Texto fornecido:
□ □ □ □ □
A ideia de que pensar e saber é isso, é extremamente nociva,
é prejudicial, julgo eu.
O pior serviço que a escola pode prestar a uma criança 
é acabar por convencê-la de que isso é saber pensar,
de que fazer isso «bem feito» é ser inteligente.
É absurdo a ideia de que um miúdo que tenha boas notas na escola
é um miúdo que sabe pensar!
Só por acaso é que é assim.

João dos Santos

Claro, pode acontecer que seja.
A pessoa mais prodigiosa que encontrei nesse campo, que eu achei que era genial, 
foi uma menina que andava no 2º ano do ciclo preparatório, portanto já adiantada,
que tinha umas notas muito baixas em português e levaram-na ao meu serviço 
por esse motivo. E eu pus-me a pensar se percebia a menina...

JSM

... que é uma coisa que a escola nunca faz!
A escola não está lá para perceber, está lá só para «ensinar»...

JS

E eu então pus-me a conversar com ela,
e a certa altura, como ela trazia o saco dos livros da escola,
pedi-lhe para me mostrar os livros, e ela trazia o livro de leitura,
e então havia um texto dum autor contemporâneo que tratava de qualquer coisa campestre,
e eu pedi-lhe para ela ler aquele texto
e para me contar a história verbalmente.
Ela contou-me muito bem, eu percebi bem a história 
e depois conversámos sobre o que se dizia nessa história 
e duns rios lá da terra dos pais,
e disse coisas muito bonitas e muito poéticas 
sobre a casa de jantar que dava para um vale
e no vale passavam carros e camionetas... 
Já não me lembro precisamente, mas era uma coisa muito bela. 
E depois disse-lhe:
então agora escreves isso, vais contar a história por escrito.
E na história por escrito, que tinha uma folhinha daquelas pequenas, 
de caderno da escola, tinha, sei lá, umas dez linhas de letra larga, 
ela realmente contava a história 
de uma maneira extremamente fria 
e quase destituída de conteúdo.
□ □ □ □ □
Dados extraídos:
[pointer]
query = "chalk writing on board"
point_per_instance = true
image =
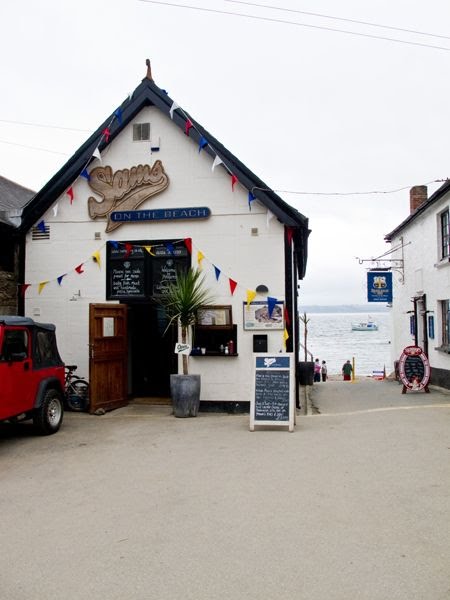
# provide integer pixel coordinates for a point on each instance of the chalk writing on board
□ □ □ □ □
Problema a resolver:
Volte a escrever na íntegra, sem qualquer alteração, o texto sobre a escola e o saber pensar. Os registos provêm de uma fonte diferente da do texto.

Resultado do exercício:
A ideia de que pensar e saber é isso, é extremamente nociva,
é prejudicial, julgo eu.
O pior serviço que a escola pode prestar a uma criança 
é acabar por convencê-la de que isso é saber pensar,
de que fazer isso «bem feito» é ser inteligente.
É absurdo a ideia de que um miúdo que tenha boas notas na escola
é um miúdo que sabe pensar!
Só por acaso é que é assim.

João dos Santos

Claro, pode acontecer que seja.
A pessoa mais prodigiosa que encontrei nesse campo, que eu achei que era genial, 
foi uma menina que andava no 2º ano do ciclo preparatório, portanto já adiantada,
que tinha umas notas muito baixas em português e levaram-na ao meu serviço 
por esse motivo. E eu pus-me a pensar se percebia a menina...

JSM

... que é uma coisa que a escola nunca faz!
A escola não está lá para perceber, está lá só para «ensinar»...

JS

E eu então pus-me a conversar com ela,
e a certa altura, como ela trazia o saco dos livros da escola,
pedi-lhe para me mostrar os livros, e ela trazia o livro de leitura,
e então havia um texto dum autor contemporâneo que tratava de qualquer coisa campestre,
e eu pedi-lhe para ela ler aquele texto
e para me contar a história verbalmente.
Ela contou-me muito bem, eu percebi bem a história 
e depois conversámos sobre o que se dizia nessa história 
e duns rios lá da terra dos pais,
e disse coisas muito bonitas e muito poéticas 
sobre a casa de jantar que dava para um vale
e no vale passavam carros e camionetas... 
Já não me lembro precisamente, mas era uma coisa muito bela. 
E depois disse-lhe:
então agora escreves isso, vais contar a história por escrito.
E na história por escrito, que tinha uma folhinha daquelas pequenas, 
de caderno da escola, tinha, sei lá, umas dez linhas de letra larga, 
ela realmente contava a história 
de uma maneira extremamente fria 
e quase destituída de conteúdo.